__OBJECTIVE__. Reproduce the listing below word for word, keeping every line unchanged and in its original order.

__SOURCE DATA__.
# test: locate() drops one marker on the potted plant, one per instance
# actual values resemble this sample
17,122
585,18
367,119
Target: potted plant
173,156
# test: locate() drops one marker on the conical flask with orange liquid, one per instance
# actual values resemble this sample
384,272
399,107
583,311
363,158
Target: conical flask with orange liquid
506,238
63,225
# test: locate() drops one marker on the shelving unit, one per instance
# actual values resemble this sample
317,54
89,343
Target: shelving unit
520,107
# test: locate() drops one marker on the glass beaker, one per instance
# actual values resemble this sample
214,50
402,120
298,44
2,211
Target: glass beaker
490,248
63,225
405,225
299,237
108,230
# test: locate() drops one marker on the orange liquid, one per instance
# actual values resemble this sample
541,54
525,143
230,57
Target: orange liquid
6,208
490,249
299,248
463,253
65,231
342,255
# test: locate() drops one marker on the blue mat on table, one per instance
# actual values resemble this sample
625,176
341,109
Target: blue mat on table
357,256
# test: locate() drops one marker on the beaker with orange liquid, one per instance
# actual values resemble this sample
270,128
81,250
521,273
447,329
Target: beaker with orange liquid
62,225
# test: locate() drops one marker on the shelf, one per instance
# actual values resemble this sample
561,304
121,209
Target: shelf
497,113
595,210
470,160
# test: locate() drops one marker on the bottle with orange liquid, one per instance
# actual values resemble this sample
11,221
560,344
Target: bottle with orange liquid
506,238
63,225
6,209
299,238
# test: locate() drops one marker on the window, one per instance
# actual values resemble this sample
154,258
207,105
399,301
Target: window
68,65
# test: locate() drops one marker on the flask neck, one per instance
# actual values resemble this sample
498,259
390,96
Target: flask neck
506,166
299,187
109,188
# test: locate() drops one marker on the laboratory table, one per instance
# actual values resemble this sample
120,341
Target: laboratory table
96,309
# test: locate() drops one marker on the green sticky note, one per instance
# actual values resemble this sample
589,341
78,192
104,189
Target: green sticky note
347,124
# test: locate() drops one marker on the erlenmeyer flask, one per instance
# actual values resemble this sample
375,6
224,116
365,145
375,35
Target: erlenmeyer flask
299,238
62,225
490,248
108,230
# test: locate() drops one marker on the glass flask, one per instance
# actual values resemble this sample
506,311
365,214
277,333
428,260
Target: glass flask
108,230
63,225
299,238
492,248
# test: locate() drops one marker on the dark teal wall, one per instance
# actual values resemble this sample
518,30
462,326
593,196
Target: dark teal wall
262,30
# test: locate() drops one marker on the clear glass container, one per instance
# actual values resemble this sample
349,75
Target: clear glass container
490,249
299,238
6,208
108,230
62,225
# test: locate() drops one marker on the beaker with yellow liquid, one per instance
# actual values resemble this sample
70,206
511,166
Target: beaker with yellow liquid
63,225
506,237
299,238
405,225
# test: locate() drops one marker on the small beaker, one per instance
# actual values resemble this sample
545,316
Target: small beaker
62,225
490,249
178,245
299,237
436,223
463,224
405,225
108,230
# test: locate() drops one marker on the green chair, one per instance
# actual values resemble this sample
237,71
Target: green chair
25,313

__TASK ANSWER__.
# test: locate() drops one marker on the potted plant, one per instance
# actual values resemble this sample
17,122
585,18
367,119
Target: potted plant
173,156
# test: locate() drops one marker on the conical flask with orange liquid, one per instance
# actual values resemble this sample
384,272
399,107
583,311
363,158
Target: conical flask with orange liquid
506,238
63,225
# test: locate() drops one marker on the shelving unit, one per instance
# actual values resemble this sample
317,54
89,343
Target: shelving unit
520,107
# test: locate() drops one marker on the glass beaker, one per instance
# actual values resemble this sample
214,50
402,120
298,44
2,211
Target: glass beaker
490,248
63,225
405,225
299,237
108,230
# test: locate() drops one marker on the orange liquid, one per instance
# actual values resemble this sample
541,54
525,143
230,57
Target: orange liquid
6,208
490,249
299,248
463,253
65,231
342,255
# test: locate() drops one marker on the blue mat on table, one per instance
# actual values resemble this sample
625,176
341,109
Target: blue mat on table
357,256
# test: locate() drops one marker on the beaker with orange liquid, one per instance
# actual values resemble this sample
270,128
81,250
521,273
447,329
Target: beaker with orange liquid
62,225
# test: locate() drops one marker on the shelf, one per instance
# actual values resemble this sample
561,304
121,209
Target: shelf
497,113
595,210
470,160
# test: locate() drops one marker on the bottle with orange liquid, one per instance
# actual values resemble this sample
11,221
560,344
Target: bottle with orange liquid
506,238
63,225
6,209
299,238
# test: locate() drops one marker on the window, one per instance
# actual values resemble this sample
154,258
207,105
399,301
Target: window
68,65
# test: locate() drops one marker on the flask neck, one per instance
# actual values resemble this sample
498,259
390,96
Target: flask neck
506,166
299,187
109,188
# test: locate() drops one marker on the laboratory table, one per instance
# actual values resemble this sample
120,341
Target: laboratory table
96,309
# test: locate() drops one marker on the green sticky note, one per instance
# actual values resemble this sample
589,341
78,192
104,189
Target: green sticky note
347,124
# test: locate() drops one marker on the erlenmeyer flask, one per instance
# actual values resemble this sample
375,6
224,116
365,145
375,35
Target: erlenmeyer flask
299,238
62,225
490,248
108,230
# test: locate() drops one marker on the glass flask, one per instance
# actual values resemble this sample
506,311
365,214
277,333
428,260
Target: glass flask
108,230
63,225
299,238
492,248
# test: locate() drops one marker on the dark teal wall, one per instance
# actual values resemble this sample
518,30
462,326
593,196
Target: dark teal wall
262,30
# test: locate() drops one marker on the clear glass container, one per instance
# actual values resemble this sample
349,75
Target: clear glass container
490,249
299,238
6,208
108,230
62,225
# test: locate() drops one marker on the beaker with yellow liquid, one per instance
# actual values resemble this sample
70,206
511,166
Target: beaker with yellow liquid
63,225
506,237
299,238
405,225
# test: locate() drops one marker on the small beaker, one per instance
# actual values resemble this sample
545,316
Target: small beaker
62,225
490,249
178,245
299,237
436,223
463,224
405,225
108,230
# test: locate() drops one marker on the green chair, one per instance
# actual values resemble this sample
237,71
Target: green chair
25,313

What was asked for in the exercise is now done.